_To do_
Every line of the records that contains "below" should be tallied, and only the resulting number returned.

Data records
+-------+

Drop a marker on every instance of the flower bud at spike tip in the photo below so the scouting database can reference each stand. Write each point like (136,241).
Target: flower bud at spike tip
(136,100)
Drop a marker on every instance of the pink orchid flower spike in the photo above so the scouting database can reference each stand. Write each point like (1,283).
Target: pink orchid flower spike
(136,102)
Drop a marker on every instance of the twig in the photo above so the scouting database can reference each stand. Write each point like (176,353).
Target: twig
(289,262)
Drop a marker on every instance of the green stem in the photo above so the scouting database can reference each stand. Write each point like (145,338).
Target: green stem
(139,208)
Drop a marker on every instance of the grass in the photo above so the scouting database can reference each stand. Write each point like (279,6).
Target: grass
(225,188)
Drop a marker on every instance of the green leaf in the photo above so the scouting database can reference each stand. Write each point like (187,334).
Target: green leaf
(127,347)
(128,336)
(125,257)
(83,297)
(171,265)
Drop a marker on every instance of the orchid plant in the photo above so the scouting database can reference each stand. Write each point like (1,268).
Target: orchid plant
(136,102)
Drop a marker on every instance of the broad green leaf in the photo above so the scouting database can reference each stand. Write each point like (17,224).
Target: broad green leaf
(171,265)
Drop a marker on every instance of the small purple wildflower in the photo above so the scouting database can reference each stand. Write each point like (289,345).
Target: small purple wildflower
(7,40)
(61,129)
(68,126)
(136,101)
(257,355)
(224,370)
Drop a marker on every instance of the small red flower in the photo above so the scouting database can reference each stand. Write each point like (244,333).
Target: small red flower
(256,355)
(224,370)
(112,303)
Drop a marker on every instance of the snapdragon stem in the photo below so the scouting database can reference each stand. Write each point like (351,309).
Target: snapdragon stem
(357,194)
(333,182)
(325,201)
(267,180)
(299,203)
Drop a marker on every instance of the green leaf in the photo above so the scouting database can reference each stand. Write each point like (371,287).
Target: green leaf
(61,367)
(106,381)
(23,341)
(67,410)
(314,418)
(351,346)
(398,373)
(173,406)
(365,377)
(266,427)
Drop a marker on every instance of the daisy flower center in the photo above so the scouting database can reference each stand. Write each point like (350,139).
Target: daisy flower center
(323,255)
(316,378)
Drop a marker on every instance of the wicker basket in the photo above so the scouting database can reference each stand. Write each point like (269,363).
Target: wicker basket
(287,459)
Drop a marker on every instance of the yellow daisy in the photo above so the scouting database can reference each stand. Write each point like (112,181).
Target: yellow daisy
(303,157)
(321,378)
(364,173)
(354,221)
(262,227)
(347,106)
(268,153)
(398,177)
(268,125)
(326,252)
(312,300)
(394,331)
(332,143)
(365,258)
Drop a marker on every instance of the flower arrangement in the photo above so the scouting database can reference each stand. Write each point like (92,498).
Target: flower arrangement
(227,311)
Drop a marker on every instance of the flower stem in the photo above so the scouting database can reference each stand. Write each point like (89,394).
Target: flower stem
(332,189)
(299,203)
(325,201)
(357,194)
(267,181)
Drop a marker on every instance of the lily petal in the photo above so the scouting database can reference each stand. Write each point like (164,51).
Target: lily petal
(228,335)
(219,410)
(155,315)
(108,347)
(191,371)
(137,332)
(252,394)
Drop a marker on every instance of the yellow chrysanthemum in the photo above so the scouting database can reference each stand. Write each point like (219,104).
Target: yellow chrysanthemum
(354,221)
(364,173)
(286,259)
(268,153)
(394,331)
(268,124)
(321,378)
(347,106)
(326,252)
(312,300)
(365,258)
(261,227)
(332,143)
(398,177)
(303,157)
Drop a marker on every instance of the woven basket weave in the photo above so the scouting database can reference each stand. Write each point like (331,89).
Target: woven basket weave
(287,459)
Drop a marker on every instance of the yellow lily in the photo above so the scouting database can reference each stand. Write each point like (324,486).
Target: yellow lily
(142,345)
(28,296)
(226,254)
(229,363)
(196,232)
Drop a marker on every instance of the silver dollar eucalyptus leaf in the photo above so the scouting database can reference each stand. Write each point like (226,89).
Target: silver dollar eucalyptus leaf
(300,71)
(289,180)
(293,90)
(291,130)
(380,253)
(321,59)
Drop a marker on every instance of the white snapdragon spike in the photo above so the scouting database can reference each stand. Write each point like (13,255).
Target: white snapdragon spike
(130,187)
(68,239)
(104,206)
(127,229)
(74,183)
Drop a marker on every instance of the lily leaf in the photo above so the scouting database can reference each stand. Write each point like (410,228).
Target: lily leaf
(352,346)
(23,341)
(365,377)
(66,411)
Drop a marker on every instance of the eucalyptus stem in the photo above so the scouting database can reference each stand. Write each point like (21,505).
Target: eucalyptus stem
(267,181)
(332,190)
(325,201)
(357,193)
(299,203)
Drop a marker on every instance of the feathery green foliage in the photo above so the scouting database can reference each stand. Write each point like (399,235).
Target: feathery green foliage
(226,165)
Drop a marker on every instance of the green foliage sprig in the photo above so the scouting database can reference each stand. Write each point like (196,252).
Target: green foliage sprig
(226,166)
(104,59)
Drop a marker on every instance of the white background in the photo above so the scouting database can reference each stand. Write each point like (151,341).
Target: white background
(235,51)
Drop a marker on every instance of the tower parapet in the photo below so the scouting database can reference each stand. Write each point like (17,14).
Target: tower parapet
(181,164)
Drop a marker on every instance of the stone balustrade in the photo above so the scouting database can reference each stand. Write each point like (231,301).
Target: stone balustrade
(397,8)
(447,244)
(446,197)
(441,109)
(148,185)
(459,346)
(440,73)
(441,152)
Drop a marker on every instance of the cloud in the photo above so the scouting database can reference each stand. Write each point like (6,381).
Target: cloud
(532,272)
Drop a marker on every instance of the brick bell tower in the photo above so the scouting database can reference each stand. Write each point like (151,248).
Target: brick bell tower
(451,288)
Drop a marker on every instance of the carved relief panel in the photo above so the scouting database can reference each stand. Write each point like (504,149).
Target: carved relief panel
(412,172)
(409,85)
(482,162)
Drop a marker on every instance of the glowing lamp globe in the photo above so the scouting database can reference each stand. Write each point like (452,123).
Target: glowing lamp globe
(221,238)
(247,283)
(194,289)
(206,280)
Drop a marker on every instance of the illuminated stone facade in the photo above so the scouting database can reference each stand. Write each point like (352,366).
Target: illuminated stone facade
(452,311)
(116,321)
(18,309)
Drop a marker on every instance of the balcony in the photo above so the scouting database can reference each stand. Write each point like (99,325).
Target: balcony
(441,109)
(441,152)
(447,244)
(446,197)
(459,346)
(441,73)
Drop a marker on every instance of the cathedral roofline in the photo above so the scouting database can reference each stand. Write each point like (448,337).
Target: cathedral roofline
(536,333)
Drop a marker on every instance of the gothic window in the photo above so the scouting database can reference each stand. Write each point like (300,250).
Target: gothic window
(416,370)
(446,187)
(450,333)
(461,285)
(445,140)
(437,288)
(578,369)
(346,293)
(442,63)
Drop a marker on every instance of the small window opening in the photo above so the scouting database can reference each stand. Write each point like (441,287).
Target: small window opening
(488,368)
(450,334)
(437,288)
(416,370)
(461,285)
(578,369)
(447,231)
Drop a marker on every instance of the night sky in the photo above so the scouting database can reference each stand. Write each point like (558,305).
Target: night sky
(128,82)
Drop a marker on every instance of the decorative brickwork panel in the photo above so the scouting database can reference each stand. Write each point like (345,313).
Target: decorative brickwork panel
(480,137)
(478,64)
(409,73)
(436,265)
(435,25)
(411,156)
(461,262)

+-------+

_The answer_
3